Express the rows from the line with "job: give the outline of every instance of the wood" to the line with "target: wood grain surface" as a JSON list of strings, one string per line, leaving out blank lines.

Mask labeling examples
______
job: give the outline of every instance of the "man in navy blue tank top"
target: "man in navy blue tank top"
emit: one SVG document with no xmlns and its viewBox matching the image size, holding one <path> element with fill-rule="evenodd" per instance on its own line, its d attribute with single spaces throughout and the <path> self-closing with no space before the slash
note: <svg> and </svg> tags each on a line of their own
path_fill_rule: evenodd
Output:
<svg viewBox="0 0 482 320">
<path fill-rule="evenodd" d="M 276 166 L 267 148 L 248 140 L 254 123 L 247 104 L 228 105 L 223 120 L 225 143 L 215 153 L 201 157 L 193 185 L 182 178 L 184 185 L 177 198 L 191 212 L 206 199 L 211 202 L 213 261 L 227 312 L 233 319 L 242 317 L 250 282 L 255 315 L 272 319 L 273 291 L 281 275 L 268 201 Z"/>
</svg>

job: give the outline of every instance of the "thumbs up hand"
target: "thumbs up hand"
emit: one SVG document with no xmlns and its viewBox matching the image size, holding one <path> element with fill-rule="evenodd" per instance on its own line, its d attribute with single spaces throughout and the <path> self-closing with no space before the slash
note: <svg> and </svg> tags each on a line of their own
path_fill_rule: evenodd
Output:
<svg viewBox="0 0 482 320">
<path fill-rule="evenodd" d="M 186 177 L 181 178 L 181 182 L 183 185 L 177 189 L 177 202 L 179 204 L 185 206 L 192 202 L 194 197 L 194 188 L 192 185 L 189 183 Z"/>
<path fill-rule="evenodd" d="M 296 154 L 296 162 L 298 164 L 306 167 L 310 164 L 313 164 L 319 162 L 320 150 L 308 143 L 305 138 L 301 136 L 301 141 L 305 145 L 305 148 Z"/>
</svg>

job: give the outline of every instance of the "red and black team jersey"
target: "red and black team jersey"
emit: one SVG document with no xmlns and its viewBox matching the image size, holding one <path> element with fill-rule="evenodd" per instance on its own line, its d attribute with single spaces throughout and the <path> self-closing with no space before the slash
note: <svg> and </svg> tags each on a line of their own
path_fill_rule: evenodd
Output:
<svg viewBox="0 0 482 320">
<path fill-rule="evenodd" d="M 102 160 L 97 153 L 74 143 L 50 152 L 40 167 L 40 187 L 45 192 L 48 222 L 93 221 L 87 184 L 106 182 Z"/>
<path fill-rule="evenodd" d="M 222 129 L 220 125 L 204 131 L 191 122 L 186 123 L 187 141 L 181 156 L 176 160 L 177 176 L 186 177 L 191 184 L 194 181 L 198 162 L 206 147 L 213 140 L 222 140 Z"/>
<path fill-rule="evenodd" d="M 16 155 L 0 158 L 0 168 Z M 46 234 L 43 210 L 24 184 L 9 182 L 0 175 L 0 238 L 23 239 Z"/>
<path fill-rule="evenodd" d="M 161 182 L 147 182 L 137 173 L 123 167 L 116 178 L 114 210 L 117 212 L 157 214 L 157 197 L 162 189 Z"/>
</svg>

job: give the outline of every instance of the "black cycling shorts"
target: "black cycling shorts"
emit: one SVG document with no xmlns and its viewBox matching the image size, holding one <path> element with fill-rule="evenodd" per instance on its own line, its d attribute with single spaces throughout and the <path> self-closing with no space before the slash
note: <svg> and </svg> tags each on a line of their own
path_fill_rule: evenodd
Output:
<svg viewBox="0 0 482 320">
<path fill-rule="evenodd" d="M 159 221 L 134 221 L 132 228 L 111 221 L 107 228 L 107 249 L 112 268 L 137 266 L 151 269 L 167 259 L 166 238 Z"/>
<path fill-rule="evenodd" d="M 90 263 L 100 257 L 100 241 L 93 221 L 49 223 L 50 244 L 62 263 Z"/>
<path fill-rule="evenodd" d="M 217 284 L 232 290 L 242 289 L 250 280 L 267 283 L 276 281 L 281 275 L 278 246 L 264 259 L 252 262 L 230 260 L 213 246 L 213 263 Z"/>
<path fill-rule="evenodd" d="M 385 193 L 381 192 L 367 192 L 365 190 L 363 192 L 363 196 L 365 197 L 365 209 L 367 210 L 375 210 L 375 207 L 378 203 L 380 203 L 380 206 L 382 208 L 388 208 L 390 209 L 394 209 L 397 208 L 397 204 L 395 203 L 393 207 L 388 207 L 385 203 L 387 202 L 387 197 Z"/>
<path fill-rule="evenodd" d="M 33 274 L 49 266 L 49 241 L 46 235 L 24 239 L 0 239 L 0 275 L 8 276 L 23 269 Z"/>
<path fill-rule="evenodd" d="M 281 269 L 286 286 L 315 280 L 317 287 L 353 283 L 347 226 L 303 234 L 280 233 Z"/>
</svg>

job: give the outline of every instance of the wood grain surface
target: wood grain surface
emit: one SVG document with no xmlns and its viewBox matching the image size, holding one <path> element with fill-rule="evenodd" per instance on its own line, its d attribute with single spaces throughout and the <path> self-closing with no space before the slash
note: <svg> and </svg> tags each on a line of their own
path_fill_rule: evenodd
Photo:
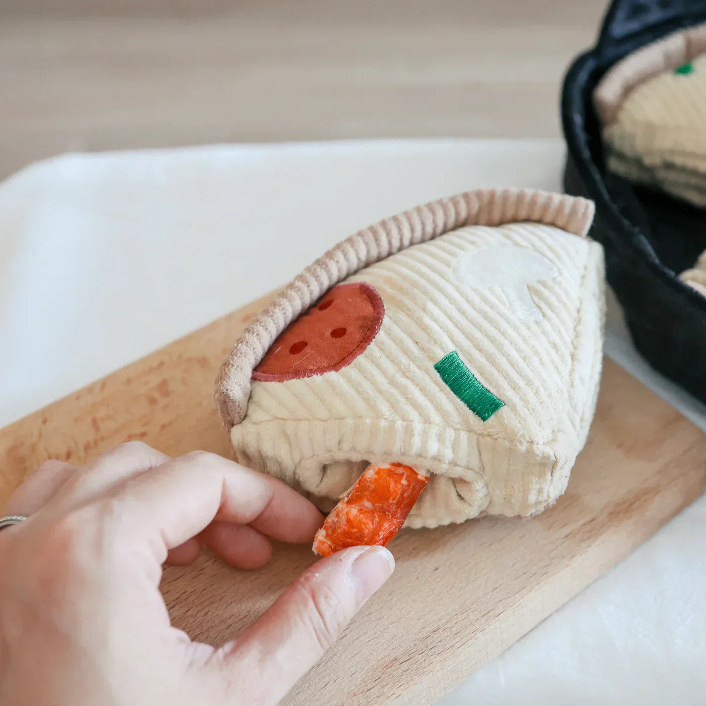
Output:
<svg viewBox="0 0 706 706">
<path fill-rule="evenodd" d="M 0 0 L 0 178 L 63 152 L 558 137 L 607 0 Z"/>
<path fill-rule="evenodd" d="M 82 463 L 126 439 L 229 455 L 211 404 L 227 349 L 268 298 L 0 430 L 0 503 L 49 457 Z M 596 419 L 566 495 L 525 520 L 406 530 L 393 578 L 294 688 L 297 706 L 432 704 L 587 585 L 703 490 L 706 436 L 606 359 Z M 313 561 L 276 548 L 256 573 L 207 554 L 164 571 L 176 625 L 231 639 Z"/>
</svg>

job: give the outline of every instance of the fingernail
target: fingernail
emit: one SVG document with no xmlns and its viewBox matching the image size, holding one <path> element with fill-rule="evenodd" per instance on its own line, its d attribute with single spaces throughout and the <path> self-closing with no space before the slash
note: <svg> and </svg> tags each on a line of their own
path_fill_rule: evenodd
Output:
<svg viewBox="0 0 706 706">
<path fill-rule="evenodd" d="M 395 558 L 384 546 L 371 546 L 353 560 L 351 575 L 356 582 L 356 592 L 361 604 L 394 570 Z"/>
</svg>

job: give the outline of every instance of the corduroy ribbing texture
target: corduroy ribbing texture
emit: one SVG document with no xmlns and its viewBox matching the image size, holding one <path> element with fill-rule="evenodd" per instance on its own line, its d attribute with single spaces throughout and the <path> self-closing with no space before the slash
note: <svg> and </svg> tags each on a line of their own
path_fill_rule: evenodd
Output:
<svg viewBox="0 0 706 706">
<path fill-rule="evenodd" d="M 534 221 L 585 235 L 592 202 L 534 189 L 487 189 L 440 198 L 376 223 L 332 248 L 245 330 L 221 366 L 214 401 L 226 428 L 245 416 L 253 369 L 277 337 L 334 285 L 361 268 L 463 225 Z"/>
<path fill-rule="evenodd" d="M 517 192 L 512 198 L 516 203 Z M 590 217 L 576 214 L 590 213 L 587 202 L 536 198 L 561 204 L 562 222 L 585 233 Z M 465 195 L 441 202 L 445 208 L 437 202 L 422 213 L 465 222 L 469 201 Z M 544 217 L 558 220 L 548 211 Z M 378 256 L 378 244 L 387 243 L 379 238 L 373 263 L 345 280 L 364 282 L 382 298 L 385 316 L 375 338 L 335 372 L 253 381 L 246 414 L 231 430 L 239 460 L 281 478 L 325 510 L 369 462 L 412 465 L 431 475 L 407 520 L 414 527 L 482 514 L 526 515 L 554 502 L 566 486 L 595 406 L 602 251 L 568 228 L 517 220 L 447 228 L 444 234 L 436 225 L 435 239 L 418 237 L 394 253 L 385 246 L 387 256 Z M 528 253 L 541 256 L 552 265 L 546 269 L 551 274 L 525 281 L 515 267 L 504 280 L 498 273 L 491 285 L 464 279 L 459 262 L 492 249 L 518 262 Z M 511 292 L 520 285 L 538 318 L 513 310 Z M 435 369 L 453 351 L 504 405 L 484 419 Z"/>
<path fill-rule="evenodd" d="M 706 205 L 706 25 L 618 62 L 594 100 L 610 171 Z"/>
</svg>

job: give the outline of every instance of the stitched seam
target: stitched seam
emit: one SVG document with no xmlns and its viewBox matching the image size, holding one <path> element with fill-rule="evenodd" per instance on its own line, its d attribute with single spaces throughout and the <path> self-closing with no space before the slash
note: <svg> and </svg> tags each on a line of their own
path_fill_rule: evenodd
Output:
<svg viewBox="0 0 706 706">
<path fill-rule="evenodd" d="M 266 424 L 277 424 L 285 422 L 292 424 L 328 424 L 331 422 L 337 421 L 364 421 L 366 423 L 371 422 L 383 425 L 401 424 L 405 426 L 418 425 L 425 427 L 431 427 L 435 429 L 445 429 L 446 431 L 450 430 L 451 431 L 455 431 L 457 433 L 464 434 L 467 436 L 477 436 L 482 438 L 493 439 L 494 441 L 497 441 L 498 443 L 503 443 L 506 446 L 515 445 L 514 441 L 503 438 L 501 436 L 493 435 L 489 432 L 472 431 L 468 429 L 462 429 L 456 426 L 448 426 L 445 424 L 434 424 L 426 421 L 407 421 L 405 420 L 393 421 L 391 419 L 385 419 L 384 418 L 373 419 L 369 417 L 340 417 L 325 419 L 298 419 L 296 418 L 280 419 L 278 417 L 276 419 L 263 419 L 261 421 L 246 421 L 244 420 L 237 424 L 234 424 L 231 427 L 231 429 L 234 429 L 237 427 L 239 429 L 244 429 L 246 426 L 261 426 Z M 523 443 L 523 445 L 532 446 L 533 448 L 539 450 L 546 450 L 549 452 L 552 456 L 556 456 L 554 449 L 550 445 L 550 442 L 555 441 L 555 439 L 556 436 L 553 436 L 550 438 L 549 441 L 542 443 L 539 441 L 534 441 L 534 440 L 528 438 Z"/>
</svg>

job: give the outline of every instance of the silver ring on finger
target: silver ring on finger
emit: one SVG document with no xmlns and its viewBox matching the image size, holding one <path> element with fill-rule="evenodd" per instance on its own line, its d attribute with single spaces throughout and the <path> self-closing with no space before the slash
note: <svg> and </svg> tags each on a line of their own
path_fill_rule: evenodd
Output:
<svg viewBox="0 0 706 706">
<path fill-rule="evenodd" d="M 0 517 L 0 530 L 12 527 L 13 525 L 19 525 L 26 519 L 23 515 L 6 515 L 4 517 Z"/>
</svg>

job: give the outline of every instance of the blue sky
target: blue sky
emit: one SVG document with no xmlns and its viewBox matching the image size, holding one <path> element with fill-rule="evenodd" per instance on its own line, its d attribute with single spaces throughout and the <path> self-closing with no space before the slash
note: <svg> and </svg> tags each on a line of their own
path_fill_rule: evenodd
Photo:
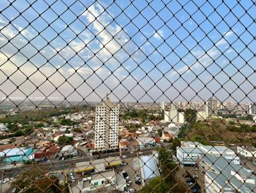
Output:
<svg viewBox="0 0 256 193">
<path fill-rule="evenodd" d="M 0 2 L 2 99 L 99 101 L 111 91 L 114 101 L 201 100 L 214 93 L 255 102 L 251 1 L 12 2 Z"/>
</svg>

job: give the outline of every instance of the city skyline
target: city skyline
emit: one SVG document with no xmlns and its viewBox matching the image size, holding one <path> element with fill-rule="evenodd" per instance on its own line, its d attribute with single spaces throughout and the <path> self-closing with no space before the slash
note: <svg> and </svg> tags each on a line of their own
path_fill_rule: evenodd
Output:
<svg viewBox="0 0 256 193">
<path fill-rule="evenodd" d="M 99 101 L 112 91 L 116 96 L 113 101 L 190 101 L 210 98 L 213 93 L 221 100 L 255 101 L 255 50 L 252 43 L 242 49 L 244 43 L 236 41 L 237 37 L 246 42 L 252 40 L 251 17 L 243 17 L 248 27 L 245 31 L 231 16 L 225 22 L 219 21 L 221 13 L 234 6 L 232 2 L 220 7 L 214 1 L 204 4 L 205 12 L 218 7 L 207 18 L 195 3 L 201 5 L 196 2 L 180 9 L 170 2 L 164 8 L 159 3 L 159 22 L 154 22 L 156 13 L 138 1 L 77 2 L 70 8 L 72 12 L 57 6 L 61 2 L 50 8 L 35 3 L 20 16 L 14 10 L 4 10 L 0 14 L 0 98 Z M 129 13 L 115 9 L 115 4 Z M 244 3 L 248 7 L 251 4 Z M 13 6 L 28 4 L 17 1 Z M 51 6 L 63 15 L 56 18 Z M 0 3 L 1 8 L 6 6 Z M 36 12 L 42 15 L 34 19 Z M 149 24 L 145 25 L 143 17 Z M 134 24 L 127 23 L 130 19 Z"/>
</svg>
______
## Solution for this exercise
[
  "job: give the outline of every instance of the wood grain surface",
  "target: wood grain surface"
]